* [Data for this task]:

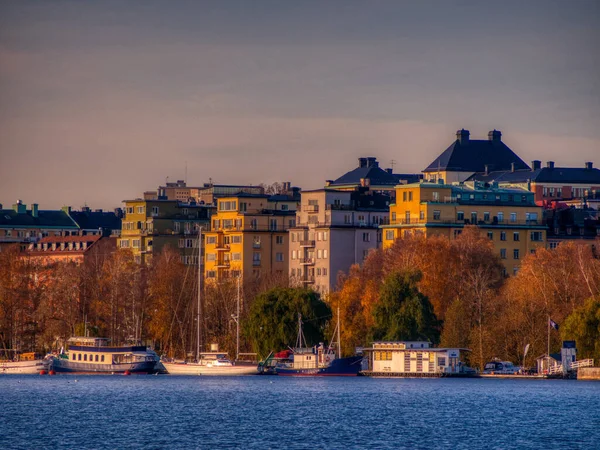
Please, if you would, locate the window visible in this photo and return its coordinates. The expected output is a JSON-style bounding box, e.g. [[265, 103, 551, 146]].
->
[[252, 252, 260, 266], [531, 231, 544, 242]]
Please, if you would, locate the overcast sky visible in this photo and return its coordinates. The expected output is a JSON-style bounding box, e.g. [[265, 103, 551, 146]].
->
[[0, 0, 600, 209]]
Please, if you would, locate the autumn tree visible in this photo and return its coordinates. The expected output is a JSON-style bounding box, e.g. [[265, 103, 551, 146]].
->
[[243, 288, 331, 358], [373, 272, 440, 343]]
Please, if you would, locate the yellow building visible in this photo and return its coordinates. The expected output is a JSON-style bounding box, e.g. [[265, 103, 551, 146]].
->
[[381, 182, 546, 274], [204, 193, 299, 282], [117, 198, 214, 265]]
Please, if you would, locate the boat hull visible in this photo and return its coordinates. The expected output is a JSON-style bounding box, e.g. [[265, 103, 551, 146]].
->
[[274, 356, 362, 377], [46, 358, 157, 374], [0, 359, 44, 375], [163, 362, 258, 376]]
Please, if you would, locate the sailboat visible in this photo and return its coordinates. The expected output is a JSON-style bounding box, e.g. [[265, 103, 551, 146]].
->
[[272, 308, 363, 377], [162, 228, 258, 376]]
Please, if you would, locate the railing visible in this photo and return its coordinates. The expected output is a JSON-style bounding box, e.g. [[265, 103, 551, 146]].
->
[[389, 218, 542, 227]]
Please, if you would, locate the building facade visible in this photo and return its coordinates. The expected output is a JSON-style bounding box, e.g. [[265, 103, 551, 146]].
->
[[117, 198, 214, 265], [289, 188, 390, 294], [204, 193, 299, 282], [381, 182, 546, 275]]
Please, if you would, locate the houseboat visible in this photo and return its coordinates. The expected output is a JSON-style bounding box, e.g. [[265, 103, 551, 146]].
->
[[361, 341, 476, 378], [44, 337, 159, 373]]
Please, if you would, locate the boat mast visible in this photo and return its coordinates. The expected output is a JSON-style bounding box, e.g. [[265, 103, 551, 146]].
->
[[196, 227, 202, 361], [336, 305, 342, 358], [235, 276, 241, 361]]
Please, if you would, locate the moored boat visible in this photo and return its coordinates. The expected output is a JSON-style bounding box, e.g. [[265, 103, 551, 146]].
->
[[44, 337, 159, 373]]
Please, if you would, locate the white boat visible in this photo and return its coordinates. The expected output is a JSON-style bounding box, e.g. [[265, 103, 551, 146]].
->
[[161, 228, 258, 376], [162, 352, 258, 376], [0, 359, 44, 375]]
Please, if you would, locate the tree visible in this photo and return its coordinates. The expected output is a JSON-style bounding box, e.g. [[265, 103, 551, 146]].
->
[[243, 288, 331, 358], [561, 297, 600, 361], [373, 272, 439, 343]]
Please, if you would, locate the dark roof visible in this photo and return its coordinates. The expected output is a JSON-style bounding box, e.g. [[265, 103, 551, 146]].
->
[[0, 209, 78, 229], [469, 167, 600, 185], [423, 139, 530, 172], [70, 211, 121, 230]]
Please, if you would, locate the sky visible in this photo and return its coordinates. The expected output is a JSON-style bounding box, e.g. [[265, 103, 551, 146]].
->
[[0, 0, 600, 209]]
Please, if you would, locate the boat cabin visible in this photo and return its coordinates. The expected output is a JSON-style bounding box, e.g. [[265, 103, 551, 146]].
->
[[363, 341, 468, 376]]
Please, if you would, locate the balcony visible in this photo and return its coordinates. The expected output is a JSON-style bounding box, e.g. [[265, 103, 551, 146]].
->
[[215, 261, 230, 269]]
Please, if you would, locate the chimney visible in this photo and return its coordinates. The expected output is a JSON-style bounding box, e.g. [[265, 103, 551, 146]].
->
[[367, 156, 379, 167], [456, 128, 469, 144], [488, 130, 502, 142], [13, 200, 27, 214]]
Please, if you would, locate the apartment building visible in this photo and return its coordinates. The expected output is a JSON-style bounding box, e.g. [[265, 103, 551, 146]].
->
[[117, 198, 214, 265], [289, 188, 390, 295], [204, 192, 299, 282], [381, 182, 546, 274]]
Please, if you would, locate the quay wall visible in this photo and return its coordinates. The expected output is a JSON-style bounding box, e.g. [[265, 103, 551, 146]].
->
[[577, 367, 600, 381]]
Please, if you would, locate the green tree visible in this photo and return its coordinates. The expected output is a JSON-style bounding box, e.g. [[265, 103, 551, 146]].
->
[[243, 288, 331, 358], [561, 297, 600, 362], [373, 272, 440, 343]]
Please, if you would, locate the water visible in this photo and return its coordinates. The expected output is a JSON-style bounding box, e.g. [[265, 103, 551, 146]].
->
[[0, 375, 600, 449]]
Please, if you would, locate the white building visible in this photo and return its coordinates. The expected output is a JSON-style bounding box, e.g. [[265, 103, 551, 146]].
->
[[364, 341, 466, 377]]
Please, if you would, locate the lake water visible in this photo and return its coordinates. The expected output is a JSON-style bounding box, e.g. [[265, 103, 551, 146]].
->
[[0, 375, 600, 449]]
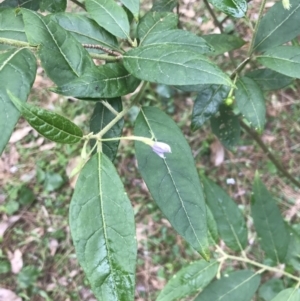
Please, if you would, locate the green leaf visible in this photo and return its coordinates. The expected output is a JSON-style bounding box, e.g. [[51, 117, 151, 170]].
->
[[156, 260, 218, 301], [123, 45, 232, 86], [7, 91, 82, 144], [137, 12, 178, 46], [251, 174, 290, 264], [246, 69, 293, 91], [51, 63, 140, 100], [143, 29, 214, 54], [22, 9, 96, 85], [50, 13, 119, 53], [40, 0, 67, 13], [210, 105, 241, 150], [134, 107, 209, 260], [0, 48, 37, 154], [254, 0, 300, 51], [235, 77, 266, 132], [85, 0, 130, 39], [202, 177, 248, 251], [90, 97, 124, 161], [271, 288, 300, 301], [70, 153, 137, 300], [191, 85, 229, 131], [151, 0, 178, 12], [202, 33, 246, 55], [194, 270, 260, 301], [257, 46, 300, 78], [208, 0, 247, 18]]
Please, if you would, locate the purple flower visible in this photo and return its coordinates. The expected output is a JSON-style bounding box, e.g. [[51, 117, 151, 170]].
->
[[152, 142, 171, 159]]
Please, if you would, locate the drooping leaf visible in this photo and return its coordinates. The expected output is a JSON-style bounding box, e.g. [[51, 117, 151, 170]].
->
[[123, 45, 232, 86], [134, 107, 209, 260], [51, 13, 119, 53], [251, 174, 289, 264], [143, 29, 214, 54], [90, 97, 124, 161], [202, 177, 247, 251], [191, 85, 229, 131], [137, 12, 178, 46], [210, 105, 241, 150], [7, 91, 82, 144], [254, 0, 300, 51], [194, 270, 260, 301], [51, 63, 140, 99], [69, 153, 137, 300], [208, 0, 247, 18], [257, 45, 300, 78], [21, 9, 96, 85], [85, 0, 130, 39], [235, 77, 266, 132], [271, 288, 300, 301], [202, 33, 246, 55], [151, 0, 178, 12], [246, 69, 293, 91], [156, 260, 218, 301], [0, 48, 37, 154]]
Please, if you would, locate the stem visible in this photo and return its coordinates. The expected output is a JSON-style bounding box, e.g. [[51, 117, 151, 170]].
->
[[240, 120, 300, 188]]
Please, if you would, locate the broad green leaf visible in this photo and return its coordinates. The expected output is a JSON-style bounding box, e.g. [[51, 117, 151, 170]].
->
[[235, 77, 266, 132], [51, 13, 119, 53], [123, 45, 232, 86], [7, 91, 82, 144], [21, 9, 96, 85], [202, 177, 247, 251], [143, 29, 214, 54], [271, 288, 300, 301], [202, 33, 246, 55], [90, 98, 124, 161], [156, 260, 218, 301], [0, 48, 37, 154], [246, 69, 293, 91], [69, 153, 137, 300], [254, 0, 300, 51], [251, 174, 290, 264], [191, 85, 229, 131], [51, 63, 140, 99], [137, 12, 178, 45], [134, 107, 209, 260], [210, 105, 241, 150], [151, 0, 178, 12], [208, 0, 247, 18], [194, 270, 260, 301], [40, 0, 67, 13], [85, 0, 130, 39], [257, 45, 300, 78]]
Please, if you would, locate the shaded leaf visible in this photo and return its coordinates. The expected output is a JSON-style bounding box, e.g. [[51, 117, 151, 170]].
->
[[90, 98, 124, 161], [156, 260, 218, 301], [0, 48, 36, 154], [257, 45, 300, 78], [51, 63, 140, 100], [202, 177, 247, 251], [235, 77, 266, 132], [202, 33, 246, 55], [85, 0, 130, 39], [246, 69, 293, 91], [69, 153, 137, 300], [191, 85, 229, 131], [123, 45, 232, 86], [195, 270, 260, 301], [251, 173, 290, 264], [254, 0, 300, 51], [134, 107, 209, 260], [7, 91, 82, 144]]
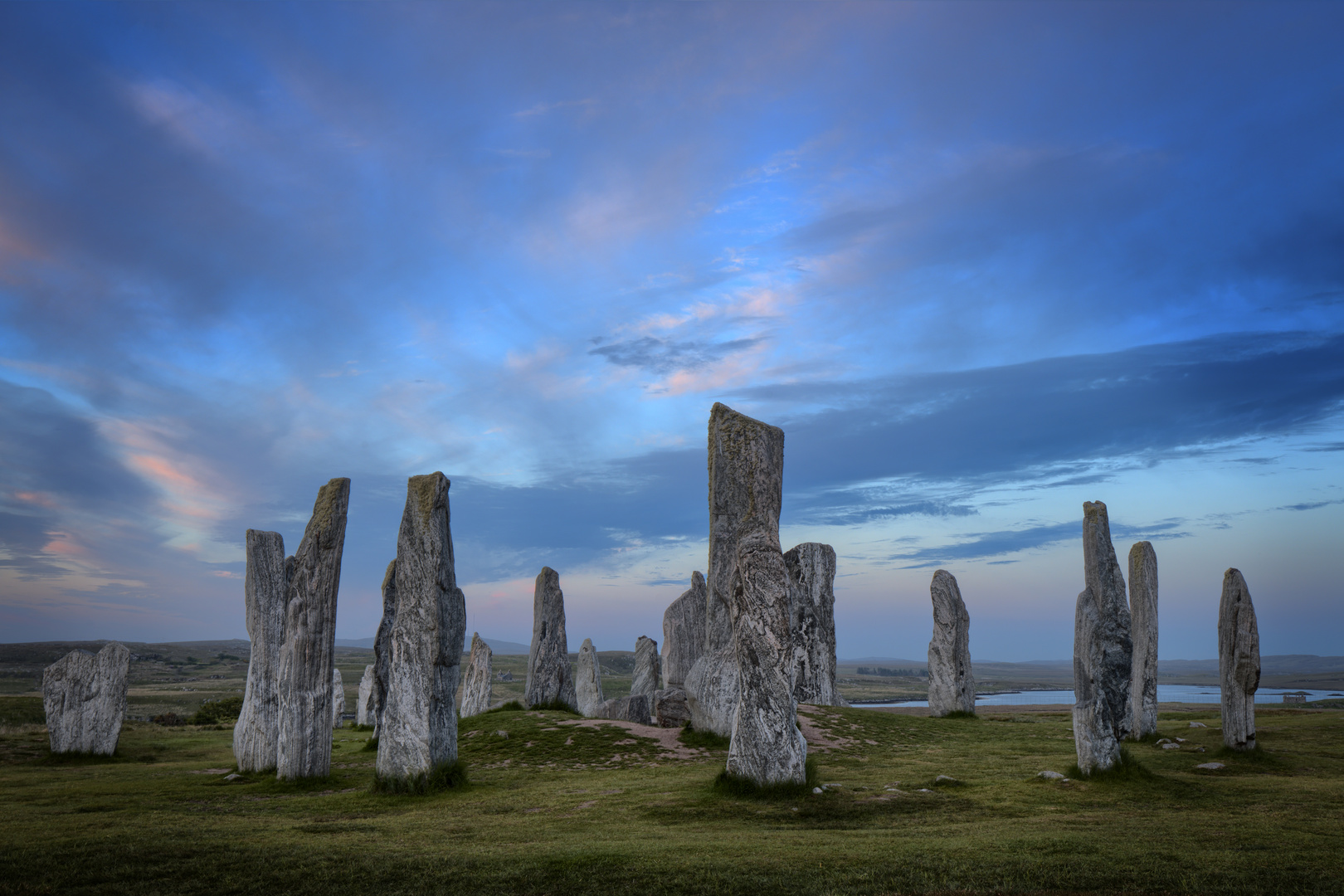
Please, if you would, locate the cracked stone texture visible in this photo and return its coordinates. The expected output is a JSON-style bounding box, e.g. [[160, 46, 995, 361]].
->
[[574, 638, 605, 718], [41, 640, 130, 757], [377, 471, 466, 781], [461, 631, 494, 718], [275, 478, 349, 781], [928, 570, 976, 716], [1074, 501, 1133, 774], [783, 542, 850, 707], [631, 634, 659, 701], [1218, 570, 1259, 750], [663, 571, 706, 688], [1127, 542, 1157, 738], [370, 560, 397, 740], [234, 529, 286, 772], [727, 521, 808, 785], [523, 567, 579, 712], [355, 662, 377, 725]]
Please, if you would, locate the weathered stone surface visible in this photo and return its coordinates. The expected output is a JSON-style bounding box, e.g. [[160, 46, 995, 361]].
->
[[574, 638, 605, 716], [663, 571, 706, 688], [1074, 501, 1133, 774], [371, 560, 397, 740], [41, 640, 130, 757], [653, 688, 691, 728], [355, 662, 377, 725], [704, 403, 783, 653], [523, 567, 579, 712], [783, 542, 850, 707], [275, 478, 349, 781], [377, 473, 466, 781], [1218, 570, 1259, 750], [234, 529, 285, 772], [727, 521, 808, 785], [684, 645, 738, 738], [631, 634, 659, 701], [462, 631, 494, 718], [592, 694, 653, 725], [928, 570, 976, 716], [1127, 542, 1157, 738]]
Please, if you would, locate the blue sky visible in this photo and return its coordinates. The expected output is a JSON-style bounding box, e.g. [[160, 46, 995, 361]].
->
[[0, 2, 1344, 660]]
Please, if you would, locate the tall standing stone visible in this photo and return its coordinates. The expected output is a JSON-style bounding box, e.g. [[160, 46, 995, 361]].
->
[[783, 542, 850, 707], [462, 631, 494, 718], [41, 640, 130, 757], [631, 634, 659, 705], [663, 571, 706, 688], [1218, 570, 1259, 750], [377, 473, 466, 786], [574, 638, 605, 718], [928, 570, 976, 716], [355, 662, 377, 725], [234, 529, 286, 772], [1129, 542, 1157, 738], [1074, 501, 1133, 775], [370, 560, 397, 740], [523, 567, 579, 711], [275, 478, 349, 781], [332, 666, 345, 728]]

* [What is needed]: Rewrite the lines starting with the one containing "Please, if you would, locate the moored" and going on through the one containing "211, 121, 230]]", both included, with "locate" changed to "find" and nothing else altered.

* [Right answer]:
Please, if you would, find the moored boat visible in this photo and return its coordinates. The expected output is a JSON-style bounding box, e.g. [[265, 103, 551, 146]].
->
[[44, 337, 159, 373]]
Please, if you would, find the white boat visible in this photo and return its coordinates. The expected output is a JSON-style bounding box, e.g. [[265, 103, 551, 146]].
->
[[161, 228, 258, 376], [162, 352, 258, 376], [0, 359, 44, 375]]
Please, if you would, find the tree visible in this photo and return its coordinates. The expected output is a JSON-style bounding box, e.g. [[265, 103, 551, 146]].
->
[[243, 288, 331, 358], [561, 297, 600, 361], [373, 272, 439, 343]]
Please, if you would, find the dark roof visible in this photo and return its coordinates. The expected output is a JSON-style bounding box, e.g. [[265, 103, 551, 146]].
->
[[0, 209, 78, 229], [469, 167, 600, 185], [423, 139, 530, 172], [70, 211, 121, 230]]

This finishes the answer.